> [Given records]:
▽

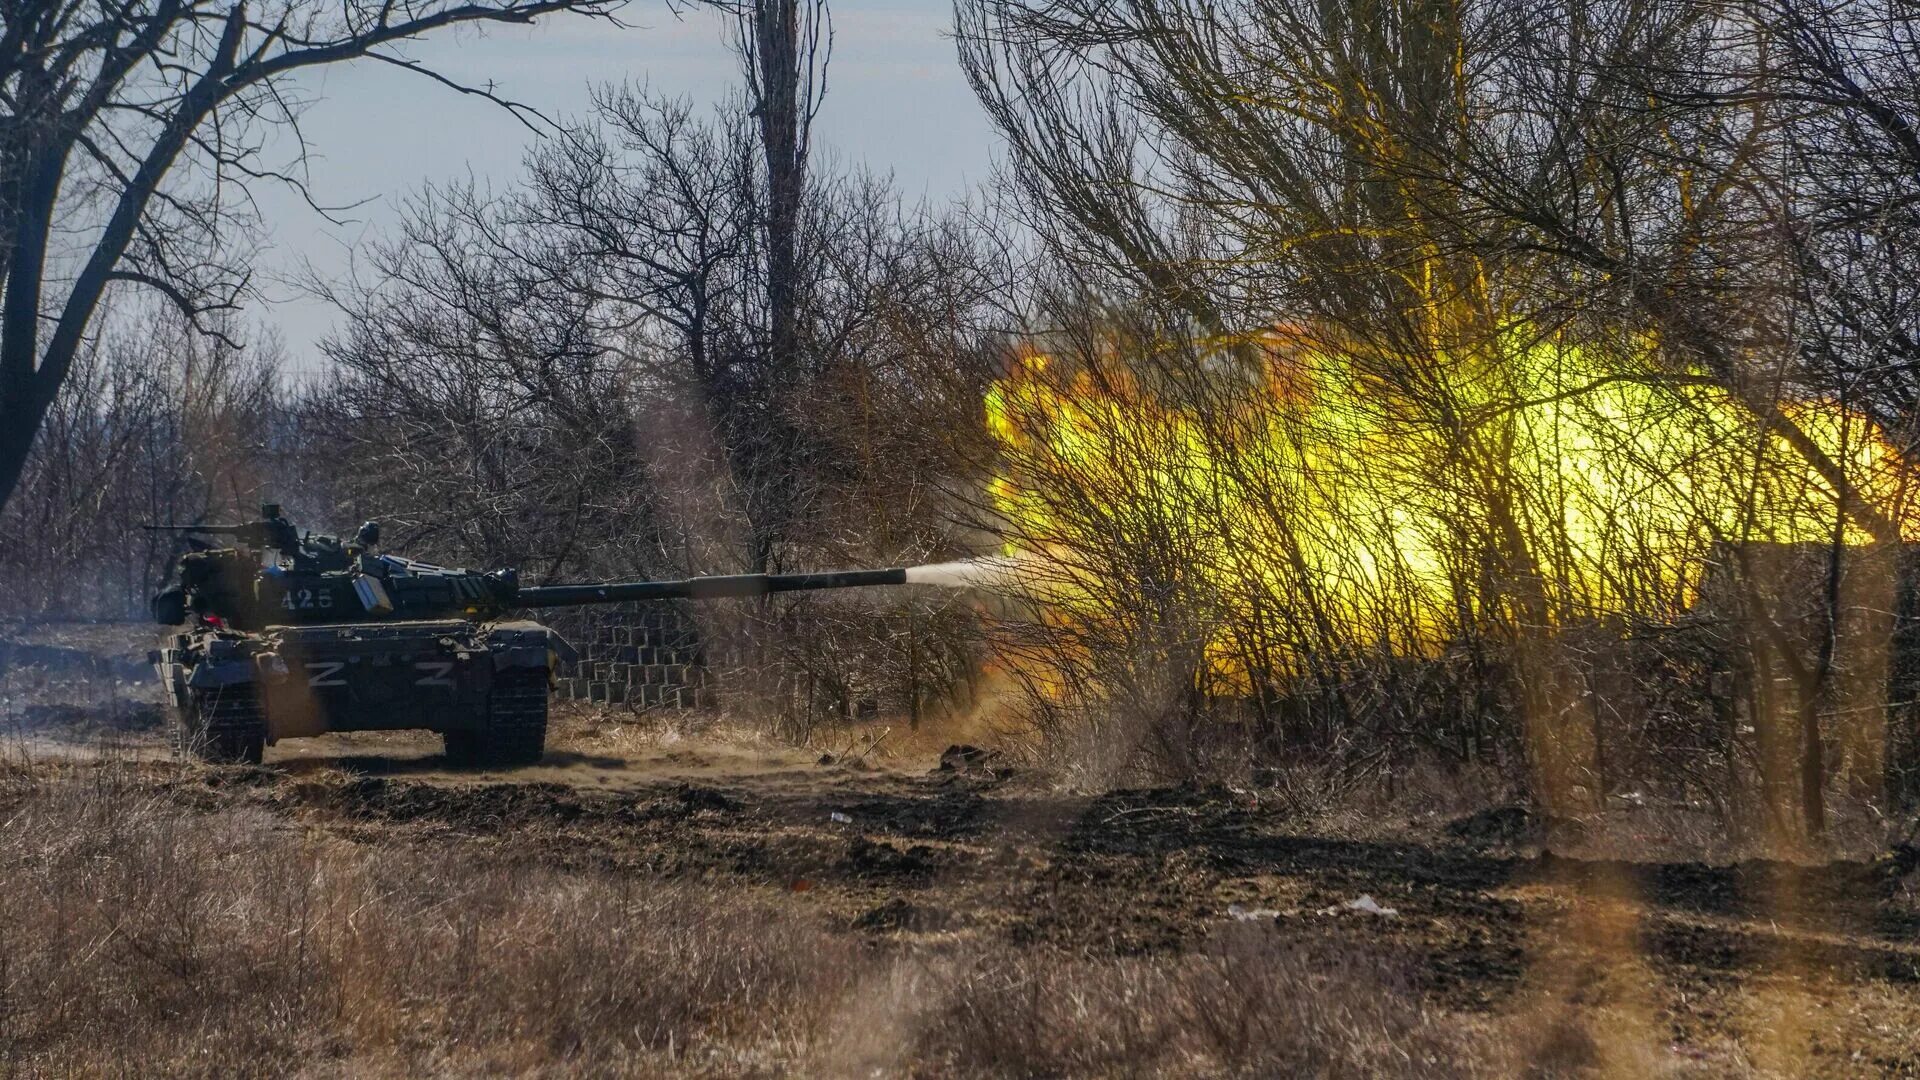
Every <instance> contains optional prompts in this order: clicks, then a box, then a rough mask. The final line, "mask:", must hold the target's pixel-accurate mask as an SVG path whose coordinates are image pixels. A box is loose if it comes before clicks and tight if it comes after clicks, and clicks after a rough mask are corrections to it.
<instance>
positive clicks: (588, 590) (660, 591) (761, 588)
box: [516, 567, 906, 607]
mask: <svg viewBox="0 0 1920 1080" xmlns="http://www.w3.org/2000/svg"><path fill="white" fill-rule="evenodd" d="M868 584H906V571H904V569H900V567H891V569H885V571H828V573H818V575H720V577H699V578H682V580H628V582H605V584H541V586H526V588H520V590H518V596H516V603H518V605H524V607H576V605H582V603H622V601H628V600H728V598H739V596H766V594H770V592H804V590H814V588H860V586H868Z"/></svg>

△

> [Exercise requirements]:
Please render the material above as a JSON list of strings, one string per line, leaving out blank lines and the pictures.

> [Exercise solution]:
[
  "Every <instance> contains optional prompts in this order: clicks, then a box, then a rough mask. The final line, \"mask:\", must hold the target's pixel-accurate mask as an SVG path whose coordinates are image pixels. A box is loose if it comes before clicks and tight if it comes after clicks, and clicks after a rough mask are corrections to it.",
  "<instance>",
  "positive clicks: (588, 590) (660, 591) (761, 588)",
  "box: [516, 567, 906, 607]",
  "mask: <svg viewBox=\"0 0 1920 1080\" xmlns=\"http://www.w3.org/2000/svg\"><path fill=\"white\" fill-rule=\"evenodd\" d=\"M868 584H906V571H904V569H900V567H891V569H885V571H828V573H818V575H720V577H699V578H682V580H628V582H605V584H541V586H526V588H520V590H518V596H516V603H518V605H524V607H576V605H582V603H622V601H628V600H728V598H739V596H766V594H770V592H804V590H814V588H860V586H868Z\"/></svg>"
]